**Texte cité**

========================================

Pour Pierre, 43 ans, cadre dans le secteur automobile, une marche "en conscience" de vingt minutes, pratiquée chaque jour dans le parc situé près de son lieu de travail, a le même effet : « Je sens que ça ouvre des espaces libres à l’intérieur de moi. Ensuite, j’arrive régénéré aux réunions de l’après-midi. »

 

 

 

Revenir à soi

Tel est le paradoxe de notre époque. Pour rester productifs, responsables et en phase avec un monde technologique avide de performances, Sylvie et Pierre, au lieu d’aiguiser les armes attendues de la combativité et de l’agitation, choisissent de "se retirer en eux". « Semblables au dragon dans l’eau et au tigre retrouvant sa forêt profonde » : ainsi que l’expliquait maître Dôgen au XIIIe siècle, chacun à leur façon, ils méditent. Pour ce moine – l’un des plus importants de l’ordre zen – comme pour tous les premiers pratiquants de la méditation, s’asseoir en silence revenait à suivre le chemin pris par Bouddha. Un chemin très long et très exigeant qui, comme le leur rappelait la règle du "mushotoku", devait être entrepris "sans but ni esprit de profit". Il serait probablement surpris de voir comment nos sociétés se l’approprient aujourd’hui.

========================================

**Consignes de l'exercice**
a) Répondez à ces questions d'après le texte sur la méditation.
(i) Combien de temps dure la marche quotidienne de Pierre ?
(ii) À quel siècle maître Dôgen s'exprimait-il ?
(iii) D'après la règle du « mushotoku », comment ce chemin devait-il être entrepris ?
b) Prolongez le texte sur la méditation en reprenant après sa dernière phrase.
Les lignes qui viennent ensuite forment un matériau indépendant du texte sur la méditation.

========================================

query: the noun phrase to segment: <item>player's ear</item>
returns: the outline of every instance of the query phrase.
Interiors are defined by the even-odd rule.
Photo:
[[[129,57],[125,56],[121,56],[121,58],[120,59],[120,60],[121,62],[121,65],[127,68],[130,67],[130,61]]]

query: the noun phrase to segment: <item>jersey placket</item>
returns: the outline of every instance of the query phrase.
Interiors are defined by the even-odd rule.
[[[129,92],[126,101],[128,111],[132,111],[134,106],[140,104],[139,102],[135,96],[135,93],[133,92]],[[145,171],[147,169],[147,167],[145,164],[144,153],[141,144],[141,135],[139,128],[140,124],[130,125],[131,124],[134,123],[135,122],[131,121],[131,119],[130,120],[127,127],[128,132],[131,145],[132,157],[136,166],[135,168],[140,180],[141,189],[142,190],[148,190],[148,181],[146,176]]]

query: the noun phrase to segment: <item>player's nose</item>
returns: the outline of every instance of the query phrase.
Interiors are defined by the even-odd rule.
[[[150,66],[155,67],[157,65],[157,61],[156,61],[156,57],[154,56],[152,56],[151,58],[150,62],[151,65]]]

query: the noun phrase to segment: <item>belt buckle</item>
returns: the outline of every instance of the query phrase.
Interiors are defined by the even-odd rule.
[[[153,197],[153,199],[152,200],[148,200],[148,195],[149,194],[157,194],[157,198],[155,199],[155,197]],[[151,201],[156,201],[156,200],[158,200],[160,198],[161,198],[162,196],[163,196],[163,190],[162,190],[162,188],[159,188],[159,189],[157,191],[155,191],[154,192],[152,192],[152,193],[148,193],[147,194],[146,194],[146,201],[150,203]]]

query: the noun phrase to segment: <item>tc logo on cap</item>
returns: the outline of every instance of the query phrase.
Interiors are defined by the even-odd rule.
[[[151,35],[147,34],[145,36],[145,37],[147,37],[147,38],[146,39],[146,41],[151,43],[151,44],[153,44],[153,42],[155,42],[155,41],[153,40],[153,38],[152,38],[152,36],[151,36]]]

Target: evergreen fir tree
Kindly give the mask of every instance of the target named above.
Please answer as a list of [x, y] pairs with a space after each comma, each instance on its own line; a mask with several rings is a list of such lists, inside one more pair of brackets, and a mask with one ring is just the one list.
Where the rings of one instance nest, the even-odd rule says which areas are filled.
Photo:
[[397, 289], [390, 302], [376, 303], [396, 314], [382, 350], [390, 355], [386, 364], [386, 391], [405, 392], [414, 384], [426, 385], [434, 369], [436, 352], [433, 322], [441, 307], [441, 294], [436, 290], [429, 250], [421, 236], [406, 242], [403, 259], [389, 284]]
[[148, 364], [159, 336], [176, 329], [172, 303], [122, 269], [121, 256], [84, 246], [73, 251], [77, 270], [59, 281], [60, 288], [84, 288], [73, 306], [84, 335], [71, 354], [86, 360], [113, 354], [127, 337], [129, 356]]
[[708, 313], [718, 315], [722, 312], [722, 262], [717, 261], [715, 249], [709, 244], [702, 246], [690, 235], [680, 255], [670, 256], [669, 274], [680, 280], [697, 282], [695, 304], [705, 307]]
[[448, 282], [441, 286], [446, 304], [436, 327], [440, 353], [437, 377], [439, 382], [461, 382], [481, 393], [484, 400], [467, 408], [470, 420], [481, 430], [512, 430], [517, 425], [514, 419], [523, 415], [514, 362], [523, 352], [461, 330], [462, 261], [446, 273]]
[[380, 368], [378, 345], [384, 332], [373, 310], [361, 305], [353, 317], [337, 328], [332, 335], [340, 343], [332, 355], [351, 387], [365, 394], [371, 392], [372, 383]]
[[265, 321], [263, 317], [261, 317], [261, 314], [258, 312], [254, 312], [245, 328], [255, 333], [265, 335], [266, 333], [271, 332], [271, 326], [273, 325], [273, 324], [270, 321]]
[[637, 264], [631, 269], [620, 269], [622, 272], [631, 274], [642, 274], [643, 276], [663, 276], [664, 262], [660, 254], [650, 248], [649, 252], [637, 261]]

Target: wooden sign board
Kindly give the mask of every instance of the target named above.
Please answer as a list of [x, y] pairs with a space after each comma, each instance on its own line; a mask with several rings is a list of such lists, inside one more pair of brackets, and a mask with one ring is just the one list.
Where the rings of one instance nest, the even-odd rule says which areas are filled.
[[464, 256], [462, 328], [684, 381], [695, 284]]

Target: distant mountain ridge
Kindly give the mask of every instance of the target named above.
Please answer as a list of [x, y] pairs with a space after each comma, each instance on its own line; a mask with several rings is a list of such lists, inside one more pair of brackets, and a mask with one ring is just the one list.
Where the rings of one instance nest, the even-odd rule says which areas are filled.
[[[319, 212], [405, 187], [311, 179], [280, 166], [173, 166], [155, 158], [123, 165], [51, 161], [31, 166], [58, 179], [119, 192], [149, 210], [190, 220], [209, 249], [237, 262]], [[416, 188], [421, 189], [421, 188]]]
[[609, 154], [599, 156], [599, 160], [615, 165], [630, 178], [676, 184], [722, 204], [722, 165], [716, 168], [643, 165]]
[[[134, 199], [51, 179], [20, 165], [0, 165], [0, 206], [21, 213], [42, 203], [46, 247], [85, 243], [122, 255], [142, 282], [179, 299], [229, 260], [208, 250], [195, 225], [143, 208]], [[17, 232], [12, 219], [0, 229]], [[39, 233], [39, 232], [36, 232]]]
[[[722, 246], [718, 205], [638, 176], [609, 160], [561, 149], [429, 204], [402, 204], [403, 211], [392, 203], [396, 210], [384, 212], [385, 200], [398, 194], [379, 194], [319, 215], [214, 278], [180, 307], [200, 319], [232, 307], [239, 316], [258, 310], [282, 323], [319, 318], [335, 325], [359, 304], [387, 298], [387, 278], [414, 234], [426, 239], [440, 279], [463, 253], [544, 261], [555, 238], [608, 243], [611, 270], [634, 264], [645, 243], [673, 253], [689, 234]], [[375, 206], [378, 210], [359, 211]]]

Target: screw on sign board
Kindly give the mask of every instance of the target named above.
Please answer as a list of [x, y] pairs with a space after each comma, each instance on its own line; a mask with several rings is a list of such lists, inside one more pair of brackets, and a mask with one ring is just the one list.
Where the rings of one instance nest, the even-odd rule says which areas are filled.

========================================

**Réponses par consigne**
a)
(i) Elle dure vingt minutes.
(ii) Il s'exprimait au XIIIe siècle.
(iii) Il devait être entrepris « sans but ni esprit de profit ».

b)
 

Il y a encore une trentaine d’années, ces techniques de méditation pratiquées en Inde ou au Japon depuis la nuit des temps étaient ignorées de l’Occident, voire dédaignées. Le philosophe Roger-Pol Droit s’étonne encore du silence total de ses professeurs sur la philosophie asiatique : « Au cours de mes longues années d’études, on ne m’en a rien dit. » Lorsque, en 1968, à la pointe de leur époque, les Beatles annoncèrent publiquement qu’ils pratiquaient la méditation transcendantale, les médias ricanèrent. Méditer était alors perçu comme un nouveau paradis artificiel favorisant la fuite devant le réel.

 

Aujourd’hui, l’Occident redécouvre le pouvoir de l’intériorisation. En décembre 1999, dans une enquête BVA pour notre magazine, un tiers des Français avouaient prier ou méditer régulièrement. Un article récent de “Time” (numéro de juillet-août 2003) fait le point sur son utilisation dans les écoles, prisons ou hôpitaux américains. Et, depuis quelques années, les scientifiques confirment ses bienfaits pour lutter contre le stress.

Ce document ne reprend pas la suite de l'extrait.